■ COMPITO 1
Puoi trascrivere parola per parola il brano sul salario, cominciando da "1. Il salario" e proseguendo fino a "del lavoro accumulato."?
──────── TESTO DI PARTENZA ────────
Video-lezione disponibile sul canale YouTube della Scuola Rossa: https://youtu.be/iVyzb8cU1vs?si=Wjbpj607O5Im01Zi

Riprendiamo ora alcuni concetti sul salario. Vediamo diverse forme di salario: il salario nominale, il salario reale e il salario relativo.

  1. Il salario nominale è il prezzo della forza-lavoro in denaro, ovvero la somma di denaro che l’operaio riceve dal capitalista per la vendita della sua forza-lavoro;
  2. Il salario reale è il rapporto tra il prezzo della forza-lavoro e il prezzo di tutte le altre merci;
  3. Il salario relativo è il rapporto tra il prezzo della forza-lavoro e il prezzo del lavoro accumulato.
──────── DATI DELL'ESERCIZIO ────────
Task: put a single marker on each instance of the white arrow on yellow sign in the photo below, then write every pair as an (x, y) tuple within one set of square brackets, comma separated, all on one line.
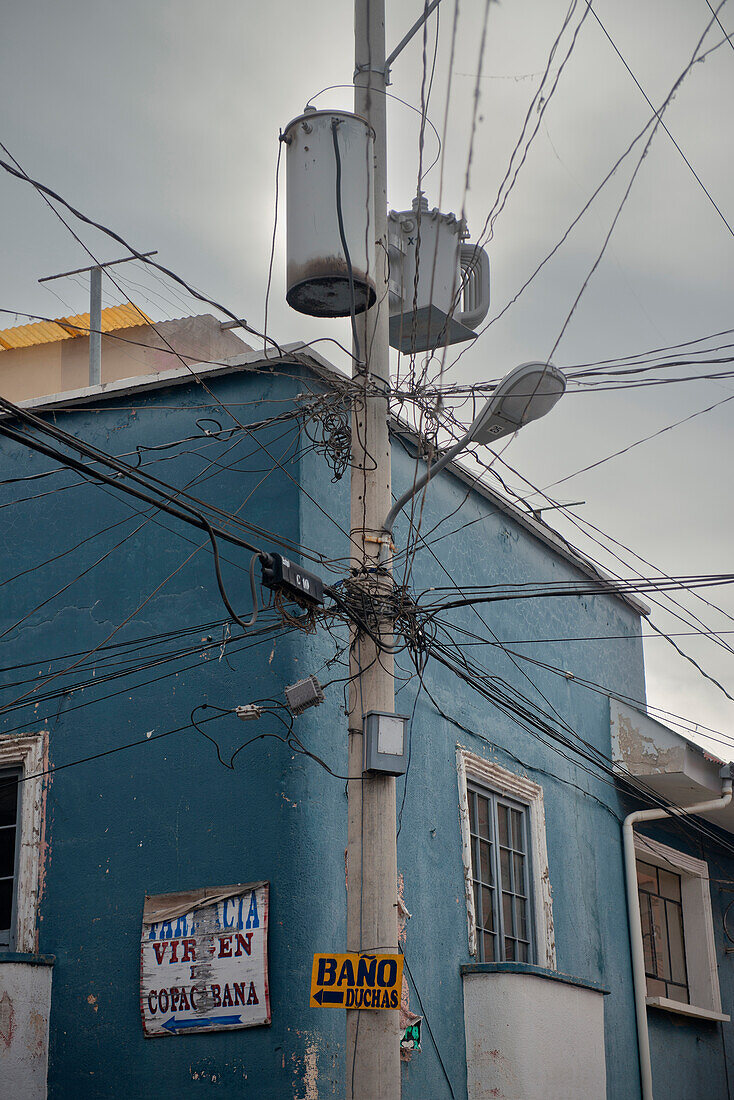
[(357, 980)]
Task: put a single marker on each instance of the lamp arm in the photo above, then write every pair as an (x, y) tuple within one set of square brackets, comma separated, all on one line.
[(422, 482)]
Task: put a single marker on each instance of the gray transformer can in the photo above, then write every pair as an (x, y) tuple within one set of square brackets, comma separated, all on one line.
[(330, 220)]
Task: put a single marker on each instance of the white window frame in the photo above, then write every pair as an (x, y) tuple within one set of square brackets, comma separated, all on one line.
[(493, 776), (700, 944), (28, 751)]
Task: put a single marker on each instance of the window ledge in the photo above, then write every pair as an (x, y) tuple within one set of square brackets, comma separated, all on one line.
[(686, 1010), (28, 957), (538, 971)]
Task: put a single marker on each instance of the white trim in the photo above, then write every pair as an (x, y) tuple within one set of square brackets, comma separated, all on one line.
[(686, 1010), (471, 766), (698, 927), (29, 750)]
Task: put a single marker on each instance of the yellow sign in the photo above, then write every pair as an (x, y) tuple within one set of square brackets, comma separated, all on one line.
[(357, 981)]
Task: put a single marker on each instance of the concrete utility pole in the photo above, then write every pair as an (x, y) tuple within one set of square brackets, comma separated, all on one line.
[(373, 1062)]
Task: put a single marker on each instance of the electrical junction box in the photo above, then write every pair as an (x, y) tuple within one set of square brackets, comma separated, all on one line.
[(281, 573), (384, 740)]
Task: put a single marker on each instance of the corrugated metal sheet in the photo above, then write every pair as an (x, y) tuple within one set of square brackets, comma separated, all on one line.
[(66, 328)]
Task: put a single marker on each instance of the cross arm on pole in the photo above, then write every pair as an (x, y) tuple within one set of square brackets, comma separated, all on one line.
[(403, 43)]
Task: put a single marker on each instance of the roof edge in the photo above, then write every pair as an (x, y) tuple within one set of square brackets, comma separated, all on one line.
[(302, 354)]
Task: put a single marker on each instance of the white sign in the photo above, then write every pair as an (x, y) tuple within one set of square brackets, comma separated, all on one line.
[(204, 960)]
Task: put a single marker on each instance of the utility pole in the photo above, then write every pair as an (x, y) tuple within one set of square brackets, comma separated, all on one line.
[(373, 1063), (96, 309)]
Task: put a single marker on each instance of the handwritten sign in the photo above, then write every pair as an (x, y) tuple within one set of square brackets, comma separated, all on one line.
[(204, 960), (357, 981)]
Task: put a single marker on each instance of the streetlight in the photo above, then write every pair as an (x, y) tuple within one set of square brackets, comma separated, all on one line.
[(525, 394)]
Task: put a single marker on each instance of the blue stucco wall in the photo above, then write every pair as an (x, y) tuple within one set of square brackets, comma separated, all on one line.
[(582, 810), (165, 815)]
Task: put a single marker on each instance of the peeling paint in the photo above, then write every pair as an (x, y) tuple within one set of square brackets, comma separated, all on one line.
[(7, 1020)]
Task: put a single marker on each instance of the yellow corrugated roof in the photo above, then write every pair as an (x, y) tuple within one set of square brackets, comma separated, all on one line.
[(66, 328)]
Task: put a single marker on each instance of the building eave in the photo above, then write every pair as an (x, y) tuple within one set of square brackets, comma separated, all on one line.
[(298, 353)]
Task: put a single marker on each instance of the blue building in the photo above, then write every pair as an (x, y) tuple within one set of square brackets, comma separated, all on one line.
[(142, 795)]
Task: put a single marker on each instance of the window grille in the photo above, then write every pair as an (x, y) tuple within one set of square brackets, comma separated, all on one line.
[(10, 794), (661, 915), (499, 831)]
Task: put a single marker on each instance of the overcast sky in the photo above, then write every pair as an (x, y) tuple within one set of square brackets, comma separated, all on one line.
[(160, 118)]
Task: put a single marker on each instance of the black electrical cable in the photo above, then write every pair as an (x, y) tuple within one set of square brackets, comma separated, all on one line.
[(342, 238), (425, 1015)]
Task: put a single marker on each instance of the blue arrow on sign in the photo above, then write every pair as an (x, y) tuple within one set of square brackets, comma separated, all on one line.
[(173, 1025)]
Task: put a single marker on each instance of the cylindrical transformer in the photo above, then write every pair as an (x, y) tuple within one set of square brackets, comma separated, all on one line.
[(330, 221)]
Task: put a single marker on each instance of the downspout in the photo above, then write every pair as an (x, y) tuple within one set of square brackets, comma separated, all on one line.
[(639, 980)]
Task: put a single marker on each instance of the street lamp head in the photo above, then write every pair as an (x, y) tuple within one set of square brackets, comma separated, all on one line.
[(525, 394)]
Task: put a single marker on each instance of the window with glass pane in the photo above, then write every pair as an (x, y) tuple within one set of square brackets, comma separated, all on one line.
[(9, 844), (664, 943), (500, 877)]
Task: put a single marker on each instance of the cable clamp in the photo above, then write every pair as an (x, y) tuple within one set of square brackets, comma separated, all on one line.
[(383, 540), (248, 713), (368, 68)]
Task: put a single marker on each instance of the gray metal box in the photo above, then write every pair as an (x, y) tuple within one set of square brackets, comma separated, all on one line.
[(384, 740)]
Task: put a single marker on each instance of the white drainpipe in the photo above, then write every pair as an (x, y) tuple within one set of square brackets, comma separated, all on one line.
[(635, 924)]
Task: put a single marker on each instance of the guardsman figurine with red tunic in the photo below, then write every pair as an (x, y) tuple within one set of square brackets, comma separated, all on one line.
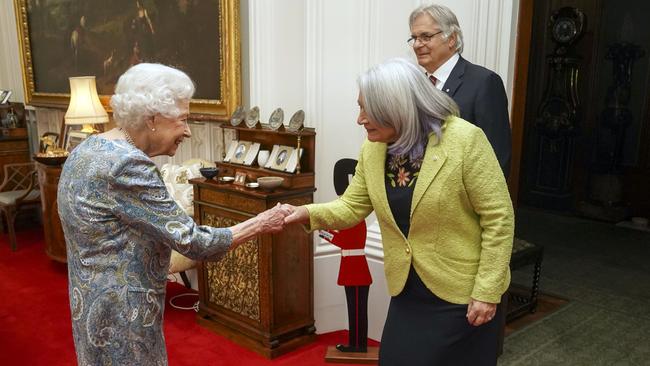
[(354, 274)]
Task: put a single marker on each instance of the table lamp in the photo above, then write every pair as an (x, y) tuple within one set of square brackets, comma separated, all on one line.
[(85, 108)]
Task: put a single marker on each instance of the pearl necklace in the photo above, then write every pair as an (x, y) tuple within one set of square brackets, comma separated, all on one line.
[(128, 137)]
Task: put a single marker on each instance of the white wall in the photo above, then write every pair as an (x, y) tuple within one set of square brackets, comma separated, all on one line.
[(307, 55)]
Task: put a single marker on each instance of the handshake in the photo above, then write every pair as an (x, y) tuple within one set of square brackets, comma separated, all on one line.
[(275, 219)]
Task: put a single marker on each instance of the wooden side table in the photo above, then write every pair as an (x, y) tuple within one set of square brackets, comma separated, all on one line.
[(48, 178), (261, 294)]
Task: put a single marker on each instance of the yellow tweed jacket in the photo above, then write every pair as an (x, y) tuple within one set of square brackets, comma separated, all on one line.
[(462, 220)]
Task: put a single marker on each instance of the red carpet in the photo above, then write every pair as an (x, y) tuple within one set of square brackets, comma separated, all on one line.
[(35, 327)]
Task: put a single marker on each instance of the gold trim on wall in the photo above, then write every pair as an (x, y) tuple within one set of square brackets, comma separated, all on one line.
[(229, 57)]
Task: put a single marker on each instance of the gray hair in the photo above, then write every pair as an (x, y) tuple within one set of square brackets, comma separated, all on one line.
[(397, 94), (146, 90), (446, 20)]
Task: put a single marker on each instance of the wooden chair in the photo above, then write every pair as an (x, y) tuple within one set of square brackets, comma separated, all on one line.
[(19, 190)]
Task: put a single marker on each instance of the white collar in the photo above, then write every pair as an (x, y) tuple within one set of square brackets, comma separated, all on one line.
[(442, 73)]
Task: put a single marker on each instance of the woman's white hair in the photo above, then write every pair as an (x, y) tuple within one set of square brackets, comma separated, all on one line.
[(397, 94), (446, 20), (146, 90)]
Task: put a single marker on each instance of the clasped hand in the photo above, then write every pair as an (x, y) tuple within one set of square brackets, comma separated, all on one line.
[(479, 312), (272, 220)]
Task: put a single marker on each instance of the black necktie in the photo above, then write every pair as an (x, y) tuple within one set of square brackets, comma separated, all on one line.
[(433, 79)]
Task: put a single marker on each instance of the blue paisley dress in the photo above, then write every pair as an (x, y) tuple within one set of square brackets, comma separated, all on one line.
[(120, 225)]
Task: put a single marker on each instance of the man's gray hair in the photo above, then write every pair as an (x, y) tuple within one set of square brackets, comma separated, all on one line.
[(397, 94), (446, 20), (146, 90)]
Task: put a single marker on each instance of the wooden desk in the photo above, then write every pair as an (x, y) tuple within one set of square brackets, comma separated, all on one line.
[(261, 294), (48, 178), (13, 149)]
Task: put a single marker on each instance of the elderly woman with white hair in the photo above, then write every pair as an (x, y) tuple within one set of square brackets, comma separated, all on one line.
[(445, 216), (121, 224)]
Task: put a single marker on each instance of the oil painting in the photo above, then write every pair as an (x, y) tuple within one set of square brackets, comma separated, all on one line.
[(63, 38)]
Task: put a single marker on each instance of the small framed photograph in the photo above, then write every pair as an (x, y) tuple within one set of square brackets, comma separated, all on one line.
[(240, 178), (280, 157), (237, 151), (4, 96), (73, 139)]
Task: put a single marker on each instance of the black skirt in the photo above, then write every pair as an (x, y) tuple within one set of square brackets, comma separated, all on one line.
[(422, 329)]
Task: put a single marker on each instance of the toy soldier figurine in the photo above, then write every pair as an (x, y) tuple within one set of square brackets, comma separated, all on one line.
[(355, 276)]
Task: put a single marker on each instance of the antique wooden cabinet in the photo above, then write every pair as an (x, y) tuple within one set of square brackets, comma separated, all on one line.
[(48, 179), (261, 294)]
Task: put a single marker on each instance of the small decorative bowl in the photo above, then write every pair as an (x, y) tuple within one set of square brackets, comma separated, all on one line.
[(270, 183), (209, 173)]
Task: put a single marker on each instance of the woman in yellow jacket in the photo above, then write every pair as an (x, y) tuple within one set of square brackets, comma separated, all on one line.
[(445, 216)]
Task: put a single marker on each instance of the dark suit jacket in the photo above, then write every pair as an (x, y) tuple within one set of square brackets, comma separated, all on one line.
[(482, 100)]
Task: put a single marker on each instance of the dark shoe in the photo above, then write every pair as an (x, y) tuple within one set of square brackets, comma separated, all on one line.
[(344, 348)]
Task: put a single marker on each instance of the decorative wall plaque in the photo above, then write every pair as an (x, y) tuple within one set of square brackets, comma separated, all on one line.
[(296, 121), (238, 116), (276, 119), (253, 117)]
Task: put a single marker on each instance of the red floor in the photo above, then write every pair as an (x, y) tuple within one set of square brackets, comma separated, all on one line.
[(35, 319)]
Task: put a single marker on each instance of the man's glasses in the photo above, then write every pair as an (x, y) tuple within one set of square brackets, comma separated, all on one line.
[(423, 38)]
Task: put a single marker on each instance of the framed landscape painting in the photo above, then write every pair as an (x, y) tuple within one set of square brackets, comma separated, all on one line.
[(63, 38)]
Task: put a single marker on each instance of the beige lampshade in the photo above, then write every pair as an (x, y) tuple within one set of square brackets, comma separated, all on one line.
[(85, 107)]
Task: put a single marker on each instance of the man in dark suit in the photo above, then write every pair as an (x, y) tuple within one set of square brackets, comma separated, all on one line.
[(437, 40)]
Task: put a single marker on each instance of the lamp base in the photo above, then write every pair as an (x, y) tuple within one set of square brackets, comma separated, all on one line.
[(89, 129)]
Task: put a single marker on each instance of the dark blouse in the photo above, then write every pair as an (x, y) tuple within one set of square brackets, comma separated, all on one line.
[(401, 175)]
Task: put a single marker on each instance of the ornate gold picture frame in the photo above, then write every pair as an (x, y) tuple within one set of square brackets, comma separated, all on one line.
[(59, 39)]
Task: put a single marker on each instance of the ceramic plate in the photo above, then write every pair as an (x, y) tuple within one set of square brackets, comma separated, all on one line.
[(296, 121), (238, 116), (276, 119), (253, 117)]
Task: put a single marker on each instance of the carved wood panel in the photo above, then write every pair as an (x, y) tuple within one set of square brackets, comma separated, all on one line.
[(234, 280)]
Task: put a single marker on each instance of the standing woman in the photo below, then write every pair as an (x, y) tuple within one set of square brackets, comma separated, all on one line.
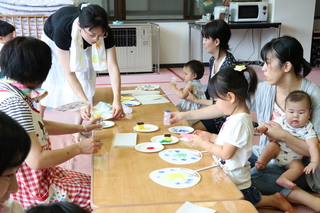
────────
■ COMPITO 2
Puoi riportare di nuovo, identiche, le righe delle voci a partire da quella con "Task: put a single marker on each instance of the corrugated" e proseguendo fino a quella con "[(582, 810), (165, 815)]", entrambe incluse?

■ RISPOSTA SCRITTA 1
1. Il salario nominale è il prezzo della forza-lavoro in denaro, ovvero la somma di denaro che l’operaio riceve dal capitalista per la vendita della sua forza-lavoro;
  2. Il salario reale è il rapporto tra il prezzo della forza-lavoro e il prezzo di tutte le altre merci;
  3. Il salario relativo è il rapporto tra il prezzo della forza-lavoro e il prezzo del lavoro accumulato.

■ RISPOSTA SCRITTA 2
Task: put a single marker on each instance of the corrugated metal sheet in the photo above, then write every pair as an (x, y) tuple within one set of square brackets, comma separated, all on one line.
[(66, 328)]
Task: put a single marker on each instance of the cross arm on pole in the photo above, then write every pair as an (x, y) tuple within one set of square brackets, comma separated, all on one line.
[(403, 43)]
Task: put a single marker on each instance of the roof edge in the photo above, then write every pair as an (x, y) tuple within one set of square brackets, comma separated, all on one line.
[(302, 354)]
Task: put a single marker on each instance of the white sign in the photo above, then write every pair as an (x, y) tuple within one set of square brackets, comma separated, all on one line.
[(204, 960)]
Task: put a single marker on each instance of the utility pole in the photo above, then write every pair as an (x, y) tuple within one set of square brackets, comma separated, all on one line.
[(373, 1063), (96, 309)]
Task: put a single marker on each instance of the handwritten sign in the photo above, then write every pair as an (x, y) tuple within one set of square brackets, comma separated, all on one line.
[(204, 960), (357, 981)]
Task: put a single marker on each instance of the streetlight in the photo above, then write every pair as an (x, y) tuple within one set of square brackets, comma separated, all on one line.
[(525, 394)]
Task: put a single marker on each instance of the blue stucco wall in the photo above, then write every pair as an (x, y) tuple within one set of square brackets, comma separated, all on one line.
[(582, 810), (165, 815)]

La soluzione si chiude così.